→ MATERIAL SHOWN
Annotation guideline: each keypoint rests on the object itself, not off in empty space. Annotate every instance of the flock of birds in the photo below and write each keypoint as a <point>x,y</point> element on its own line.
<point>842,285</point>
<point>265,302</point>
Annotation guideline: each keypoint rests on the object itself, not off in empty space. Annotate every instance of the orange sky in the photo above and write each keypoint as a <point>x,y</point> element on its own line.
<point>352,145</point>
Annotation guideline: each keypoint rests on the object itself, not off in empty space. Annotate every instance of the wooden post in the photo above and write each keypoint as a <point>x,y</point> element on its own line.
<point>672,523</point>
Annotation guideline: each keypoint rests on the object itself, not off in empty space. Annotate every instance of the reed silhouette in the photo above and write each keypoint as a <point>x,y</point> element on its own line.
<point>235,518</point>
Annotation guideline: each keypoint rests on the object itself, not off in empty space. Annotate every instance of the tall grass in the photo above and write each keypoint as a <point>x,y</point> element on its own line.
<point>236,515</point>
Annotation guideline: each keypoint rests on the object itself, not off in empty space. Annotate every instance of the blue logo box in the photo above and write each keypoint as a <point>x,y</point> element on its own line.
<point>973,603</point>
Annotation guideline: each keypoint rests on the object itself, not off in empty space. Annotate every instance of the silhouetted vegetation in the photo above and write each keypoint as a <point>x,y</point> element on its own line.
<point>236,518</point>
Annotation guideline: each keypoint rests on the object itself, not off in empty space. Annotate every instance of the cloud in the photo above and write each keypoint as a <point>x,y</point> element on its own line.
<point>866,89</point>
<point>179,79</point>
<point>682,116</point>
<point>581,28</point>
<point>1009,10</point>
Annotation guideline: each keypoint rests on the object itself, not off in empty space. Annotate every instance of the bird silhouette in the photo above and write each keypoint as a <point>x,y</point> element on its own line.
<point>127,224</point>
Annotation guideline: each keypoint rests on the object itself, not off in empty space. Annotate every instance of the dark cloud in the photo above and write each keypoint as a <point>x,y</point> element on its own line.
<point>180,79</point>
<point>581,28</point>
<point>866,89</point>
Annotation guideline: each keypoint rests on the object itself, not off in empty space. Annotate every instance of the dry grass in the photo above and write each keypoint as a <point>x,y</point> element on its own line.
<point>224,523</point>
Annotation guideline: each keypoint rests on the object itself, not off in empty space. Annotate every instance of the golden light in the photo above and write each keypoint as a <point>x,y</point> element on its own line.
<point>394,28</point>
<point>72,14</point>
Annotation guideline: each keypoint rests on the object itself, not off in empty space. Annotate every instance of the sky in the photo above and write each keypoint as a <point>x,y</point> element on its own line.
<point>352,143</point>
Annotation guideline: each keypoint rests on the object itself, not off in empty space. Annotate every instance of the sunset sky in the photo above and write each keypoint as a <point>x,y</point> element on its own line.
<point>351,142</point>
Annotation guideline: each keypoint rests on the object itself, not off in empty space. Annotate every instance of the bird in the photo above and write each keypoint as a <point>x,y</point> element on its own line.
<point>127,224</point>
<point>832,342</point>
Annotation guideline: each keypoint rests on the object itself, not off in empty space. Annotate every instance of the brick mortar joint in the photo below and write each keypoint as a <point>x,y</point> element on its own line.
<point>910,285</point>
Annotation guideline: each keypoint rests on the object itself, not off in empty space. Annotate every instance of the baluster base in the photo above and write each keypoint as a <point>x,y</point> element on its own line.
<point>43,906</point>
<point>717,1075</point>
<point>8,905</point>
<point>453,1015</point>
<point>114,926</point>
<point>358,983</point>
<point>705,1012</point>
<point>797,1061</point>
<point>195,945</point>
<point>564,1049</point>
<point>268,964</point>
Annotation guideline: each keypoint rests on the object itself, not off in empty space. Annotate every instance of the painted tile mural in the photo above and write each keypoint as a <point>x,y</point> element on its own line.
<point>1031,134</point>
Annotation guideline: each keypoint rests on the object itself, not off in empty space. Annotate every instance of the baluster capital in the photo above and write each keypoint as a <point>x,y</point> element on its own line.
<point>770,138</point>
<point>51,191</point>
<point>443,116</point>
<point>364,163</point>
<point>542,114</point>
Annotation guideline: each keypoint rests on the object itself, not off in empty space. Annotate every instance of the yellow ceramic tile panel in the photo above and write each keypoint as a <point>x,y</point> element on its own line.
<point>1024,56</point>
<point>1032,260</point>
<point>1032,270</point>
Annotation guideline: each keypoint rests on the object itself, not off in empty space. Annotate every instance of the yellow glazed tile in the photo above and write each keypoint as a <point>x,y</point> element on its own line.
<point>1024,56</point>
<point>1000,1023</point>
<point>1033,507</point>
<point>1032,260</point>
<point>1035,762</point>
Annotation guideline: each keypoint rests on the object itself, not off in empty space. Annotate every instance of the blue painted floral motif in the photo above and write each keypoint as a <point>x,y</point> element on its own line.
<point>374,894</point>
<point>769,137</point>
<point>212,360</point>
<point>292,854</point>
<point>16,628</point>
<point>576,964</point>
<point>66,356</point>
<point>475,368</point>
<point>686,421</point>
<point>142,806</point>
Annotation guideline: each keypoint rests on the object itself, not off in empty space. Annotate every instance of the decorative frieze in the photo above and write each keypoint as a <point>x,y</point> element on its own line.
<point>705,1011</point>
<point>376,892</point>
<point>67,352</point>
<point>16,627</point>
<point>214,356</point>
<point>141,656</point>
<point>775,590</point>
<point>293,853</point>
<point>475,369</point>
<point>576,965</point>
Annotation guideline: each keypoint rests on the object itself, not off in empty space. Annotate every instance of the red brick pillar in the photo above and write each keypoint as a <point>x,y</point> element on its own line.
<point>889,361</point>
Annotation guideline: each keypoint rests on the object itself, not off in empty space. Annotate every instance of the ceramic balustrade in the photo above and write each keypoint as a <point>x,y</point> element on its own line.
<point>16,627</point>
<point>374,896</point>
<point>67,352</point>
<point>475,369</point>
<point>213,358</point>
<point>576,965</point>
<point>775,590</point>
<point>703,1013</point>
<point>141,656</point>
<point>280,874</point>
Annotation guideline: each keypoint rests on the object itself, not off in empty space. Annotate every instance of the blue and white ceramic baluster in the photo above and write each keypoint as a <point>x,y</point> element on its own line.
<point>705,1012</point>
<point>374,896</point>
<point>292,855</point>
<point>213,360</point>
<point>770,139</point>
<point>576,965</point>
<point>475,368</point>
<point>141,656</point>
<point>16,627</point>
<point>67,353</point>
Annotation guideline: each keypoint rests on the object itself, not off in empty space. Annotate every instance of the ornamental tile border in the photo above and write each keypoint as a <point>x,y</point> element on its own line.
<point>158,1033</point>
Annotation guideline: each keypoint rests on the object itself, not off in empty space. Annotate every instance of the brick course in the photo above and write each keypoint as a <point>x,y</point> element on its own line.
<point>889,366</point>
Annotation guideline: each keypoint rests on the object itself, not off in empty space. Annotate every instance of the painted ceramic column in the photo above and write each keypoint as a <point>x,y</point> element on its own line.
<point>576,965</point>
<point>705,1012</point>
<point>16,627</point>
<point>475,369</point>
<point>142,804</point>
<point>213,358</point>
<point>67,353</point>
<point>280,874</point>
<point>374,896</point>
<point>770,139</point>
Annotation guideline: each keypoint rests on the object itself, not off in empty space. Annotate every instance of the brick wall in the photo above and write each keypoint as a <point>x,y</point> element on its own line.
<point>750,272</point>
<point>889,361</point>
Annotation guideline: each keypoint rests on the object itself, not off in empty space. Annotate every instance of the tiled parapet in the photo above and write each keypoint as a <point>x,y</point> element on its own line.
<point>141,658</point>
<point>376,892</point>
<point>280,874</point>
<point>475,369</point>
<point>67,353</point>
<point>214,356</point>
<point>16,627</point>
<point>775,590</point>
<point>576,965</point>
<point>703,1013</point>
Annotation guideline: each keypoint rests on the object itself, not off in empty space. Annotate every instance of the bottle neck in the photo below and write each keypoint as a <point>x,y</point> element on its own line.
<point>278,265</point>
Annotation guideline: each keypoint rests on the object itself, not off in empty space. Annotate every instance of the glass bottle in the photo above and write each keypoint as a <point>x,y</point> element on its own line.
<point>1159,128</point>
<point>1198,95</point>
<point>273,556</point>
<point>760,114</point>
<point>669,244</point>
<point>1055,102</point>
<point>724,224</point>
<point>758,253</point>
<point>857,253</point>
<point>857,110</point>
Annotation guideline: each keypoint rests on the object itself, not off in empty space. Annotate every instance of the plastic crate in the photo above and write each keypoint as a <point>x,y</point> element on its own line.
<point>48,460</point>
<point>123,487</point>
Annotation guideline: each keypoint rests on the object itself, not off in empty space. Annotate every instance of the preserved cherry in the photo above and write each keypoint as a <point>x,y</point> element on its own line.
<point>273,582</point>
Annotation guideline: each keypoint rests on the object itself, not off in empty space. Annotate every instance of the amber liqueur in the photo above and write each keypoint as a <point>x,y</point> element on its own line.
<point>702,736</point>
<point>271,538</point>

→ GIVEN PROBLEM
Copy out the lines of the records above, starting at the line that contains "the blue painted" and ending at the line that contains "<point>142,806</point>", both included, with each line kept word for word.

→ FINAL ANSWER
Annotation guideline: each keypoint rests on the object itself, not off in empty space. Annotate every instance of the blue painted floral motif in the photo above and write each keypoint as a <point>x,y</point> element on its own line.
<point>374,894</point>
<point>769,137</point>
<point>212,360</point>
<point>292,854</point>
<point>16,628</point>
<point>576,964</point>
<point>66,356</point>
<point>475,368</point>
<point>686,421</point>
<point>142,806</point>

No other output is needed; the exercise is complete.